▶ Task details
Print the listing below line for line, with no changes.

▶ Material for this task

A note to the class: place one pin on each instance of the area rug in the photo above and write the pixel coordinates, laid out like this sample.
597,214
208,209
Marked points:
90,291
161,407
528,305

▶ In response
A note to the class: place one pin on each instance of the area rug in the photo above and write the pixel coordinates, laid out like this sample.
597,214
208,209
Marked points:
90,291
161,407
528,305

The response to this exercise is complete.